**Records for this task:**
-- start --

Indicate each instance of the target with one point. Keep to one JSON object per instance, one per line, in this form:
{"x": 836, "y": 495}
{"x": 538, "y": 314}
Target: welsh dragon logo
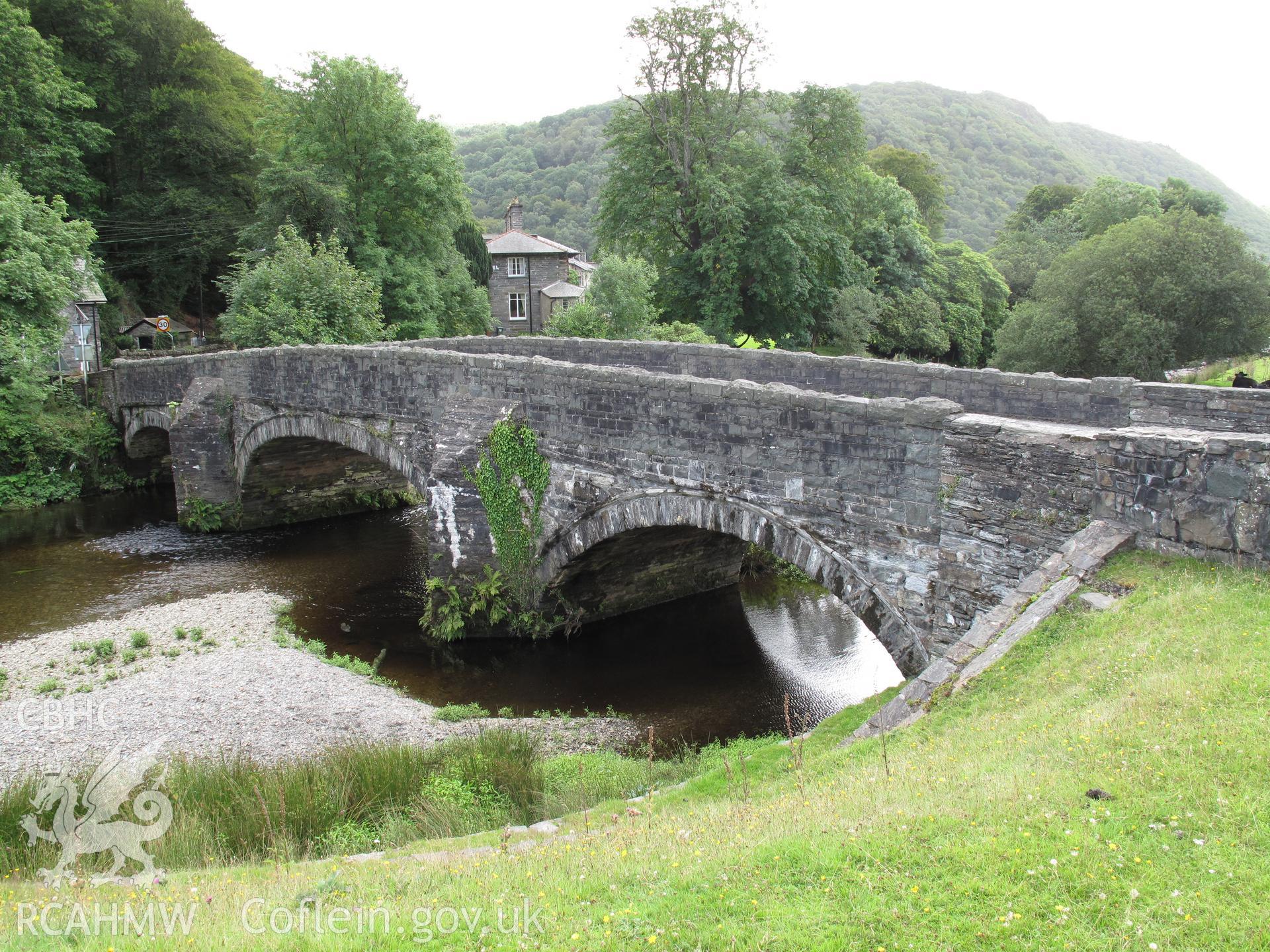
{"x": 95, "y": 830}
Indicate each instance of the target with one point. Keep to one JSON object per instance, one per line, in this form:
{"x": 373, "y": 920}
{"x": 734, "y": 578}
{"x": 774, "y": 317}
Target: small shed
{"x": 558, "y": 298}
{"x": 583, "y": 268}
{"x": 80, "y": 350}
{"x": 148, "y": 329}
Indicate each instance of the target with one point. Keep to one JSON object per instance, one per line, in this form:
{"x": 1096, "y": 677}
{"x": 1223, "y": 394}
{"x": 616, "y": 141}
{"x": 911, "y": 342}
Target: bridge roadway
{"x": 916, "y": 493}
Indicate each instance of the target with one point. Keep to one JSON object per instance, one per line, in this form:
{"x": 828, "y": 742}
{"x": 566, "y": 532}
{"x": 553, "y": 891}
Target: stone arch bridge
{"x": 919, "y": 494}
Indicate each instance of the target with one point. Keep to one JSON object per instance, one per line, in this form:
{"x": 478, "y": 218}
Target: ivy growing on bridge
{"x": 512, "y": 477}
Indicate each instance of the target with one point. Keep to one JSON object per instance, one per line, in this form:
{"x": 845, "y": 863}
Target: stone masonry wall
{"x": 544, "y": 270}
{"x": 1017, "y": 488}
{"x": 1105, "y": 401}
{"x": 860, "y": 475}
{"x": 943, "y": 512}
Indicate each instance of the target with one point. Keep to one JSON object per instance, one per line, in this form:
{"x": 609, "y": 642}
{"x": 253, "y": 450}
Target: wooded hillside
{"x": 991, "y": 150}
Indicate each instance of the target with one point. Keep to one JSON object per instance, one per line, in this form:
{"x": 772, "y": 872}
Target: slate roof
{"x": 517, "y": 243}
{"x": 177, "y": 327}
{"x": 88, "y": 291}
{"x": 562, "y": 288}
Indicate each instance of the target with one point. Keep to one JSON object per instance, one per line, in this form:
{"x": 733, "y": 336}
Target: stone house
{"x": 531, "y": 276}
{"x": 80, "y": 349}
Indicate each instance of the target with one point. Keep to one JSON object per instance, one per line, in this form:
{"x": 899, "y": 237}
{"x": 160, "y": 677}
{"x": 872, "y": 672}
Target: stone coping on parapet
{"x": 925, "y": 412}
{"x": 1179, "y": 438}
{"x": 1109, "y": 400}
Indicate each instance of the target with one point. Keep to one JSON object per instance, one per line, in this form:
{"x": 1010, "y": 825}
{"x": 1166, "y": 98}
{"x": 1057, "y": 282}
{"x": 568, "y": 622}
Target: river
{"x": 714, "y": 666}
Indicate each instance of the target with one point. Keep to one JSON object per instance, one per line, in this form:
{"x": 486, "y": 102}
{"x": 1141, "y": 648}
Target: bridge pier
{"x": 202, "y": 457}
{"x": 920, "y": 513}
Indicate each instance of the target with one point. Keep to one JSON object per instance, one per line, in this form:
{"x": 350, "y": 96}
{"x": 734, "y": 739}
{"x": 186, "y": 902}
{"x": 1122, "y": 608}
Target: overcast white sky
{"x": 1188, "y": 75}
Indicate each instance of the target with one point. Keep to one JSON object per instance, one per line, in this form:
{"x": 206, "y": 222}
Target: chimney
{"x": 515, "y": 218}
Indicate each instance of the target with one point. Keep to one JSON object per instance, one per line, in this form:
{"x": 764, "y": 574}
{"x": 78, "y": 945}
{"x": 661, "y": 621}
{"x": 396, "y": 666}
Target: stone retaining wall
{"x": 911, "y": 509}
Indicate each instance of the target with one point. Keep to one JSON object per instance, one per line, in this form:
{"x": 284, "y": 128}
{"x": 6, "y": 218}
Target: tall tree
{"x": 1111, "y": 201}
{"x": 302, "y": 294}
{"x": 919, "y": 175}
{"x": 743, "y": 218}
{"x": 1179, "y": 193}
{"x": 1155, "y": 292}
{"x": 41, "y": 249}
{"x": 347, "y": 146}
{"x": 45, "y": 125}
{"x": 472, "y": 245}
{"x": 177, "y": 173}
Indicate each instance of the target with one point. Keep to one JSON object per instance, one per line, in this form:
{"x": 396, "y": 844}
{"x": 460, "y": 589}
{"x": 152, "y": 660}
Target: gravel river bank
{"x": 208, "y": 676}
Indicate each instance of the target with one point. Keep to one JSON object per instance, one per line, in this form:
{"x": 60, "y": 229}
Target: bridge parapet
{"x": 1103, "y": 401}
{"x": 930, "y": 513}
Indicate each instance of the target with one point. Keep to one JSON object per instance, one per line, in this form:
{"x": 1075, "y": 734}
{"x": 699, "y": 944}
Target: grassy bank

-- end --

Except for the pictures, print the data above exactly.

**The response:**
Indicate each instance of the target with one point. Keep to one JSON object per instance, one per line, in this form:
{"x": 836, "y": 495}
{"x": 538, "y": 314}
Target: welsh dragon logo
{"x": 95, "y": 830}
Indicate each instance of the target with one point. Keep to one JSON object per instance, one per line, in this form:
{"x": 373, "y": 920}
{"x": 734, "y": 578}
{"x": 774, "y": 317}
Target: small shed
{"x": 558, "y": 298}
{"x": 583, "y": 268}
{"x": 80, "y": 350}
{"x": 148, "y": 329}
Indicate each instance of the target with one point. Keep to one JSON object per instance, one per line, in this form:
{"x": 1096, "y": 677}
{"x": 1223, "y": 394}
{"x": 616, "y": 141}
{"x": 911, "y": 342}
Target: bridge roadway
{"x": 916, "y": 493}
Indicate each instance of the target with one point. Keep to one JSON object per instance, one per line, in this form:
{"x": 828, "y": 742}
{"x": 566, "y": 532}
{"x": 553, "y": 891}
Target: stone arch bridge
{"x": 919, "y": 494}
Indicate each instance of the target with one point. Keep to one JSON object per instance, one per line, in this form:
{"x": 478, "y": 218}
Target: ivy growing on bridge
{"x": 512, "y": 477}
Indicate each instance of the target with one point. Keep to one JSON object per instance, one per line, in this form:
{"x": 845, "y": 863}
Target: stone masonry wall
{"x": 544, "y": 270}
{"x": 1017, "y": 488}
{"x": 1105, "y": 401}
{"x": 860, "y": 475}
{"x": 943, "y": 512}
Indicate each instance of the target with one point. Keep to one JSON object per instance, one per line, in this form:
{"x": 609, "y": 642}
{"x": 253, "y": 450}
Target: wooded hillside
{"x": 991, "y": 150}
Indicate each instance of the target with one point. Keep to one JSON object per instance, one per line, in this form:
{"x": 772, "y": 872}
Target: slate roof
{"x": 517, "y": 243}
{"x": 177, "y": 327}
{"x": 88, "y": 291}
{"x": 562, "y": 288}
Indicate each instance of the target with one point. Keep to one JSON object per instance, one per line, in this form:
{"x": 733, "y": 336}
Target: stone house
{"x": 531, "y": 276}
{"x": 80, "y": 349}
Indicate each instance of the target with one point. Keep to one JSON object per instance, one per line, in this form:
{"x": 899, "y": 237}
{"x": 160, "y": 677}
{"x": 872, "y": 672}
Target: stone coping on parapet
{"x": 925, "y": 412}
{"x": 1179, "y": 438}
{"x": 1109, "y": 400}
Indicate each instance of the target with one point. Keep to one JSON object per instance, one per line, in this form:
{"x": 1010, "y": 825}
{"x": 1166, "y": 98}
{"x": 1057, "y": 282}
{"x": 568, "y": 622}
Target: river
{"x": 714, "y": 666}
Indicate each instance of the target with one point. Keep to one JSON object per instance, one per line, in this form:
{"x": 486, "y": 102}
{"x": 1141, "y": 648}
Target: bridge pier
{"x": 202, "y": 457}
{"x": 920, "y": 513}
Indicate each instance of the target with one point. Keep to one JSON object per instance, one per line, in this form:
{"x": 350, "y": 96}
{"x": 734, "y": 739}
{"x": 186, "y": 902}
{"x": 1122, "y": 608}
Target: overcast white sky
{"x": 1188, "y": 75}
Indicate each instance of the target with one point. Keep to one JSON object per instance, one per line, in this form:
{"x": 206, "y": 222}
Target: chimney
{"x": 515, "y": 218}
Indicate each instance of the target with one point. Keep to one JSON object per instance, one per line, in this form:
{"x": 764, "y": 574}
{"x": 78, "y": 945}
{"x": 661, "y": 621}
{"x": 396, "y": 666}
Target: stone retaining wall
{"x": 911, "y": 509}
Indicate each instance of the target with one point. Keep to one JSON object per instance, one per line, in this form:
{"x": 284, "y": 128}
{"x": 6, "y": 218}
Target: tall tree
{"x": 1111, "y": 201}
{"x": 302, "y": 294}
{"x": 919, "y": 175}
{"x": 743, "y": 218}
{"x": 1179, "y": 193}
{"x": 1155, "y": 292}
{"x": 41, "y": 249}
{"x": 347, "y": 146}
{"x": 45, "y": 125}
{"x": 472, "y": 245}
{"x": 177, "y": 173}
Indicate each instance of the target with one point. Keep to one JSON object per instance, one per line, in this form:
{"x": 396, "y": 844}
{"x": 460, "y": 589}
{"x": 152, "y": 660}
Target: gravel river bank
{"x": 208, "y": 676}
Indicate each instance of the target with one point. Keep to one JSON object per instance, one per line, in this form:
{"x": 60, "y": 229}
Target: bridge parapet
{"x": 1103, "y": 401}
{"x": 930, "y": 513}
Indicate each instance of the target with one point. Keep to one JSON object per instance, one per line, in this form:
{"x": 1075, "y": 734}
{"x": 699, "y": 944}
Target: grassy bank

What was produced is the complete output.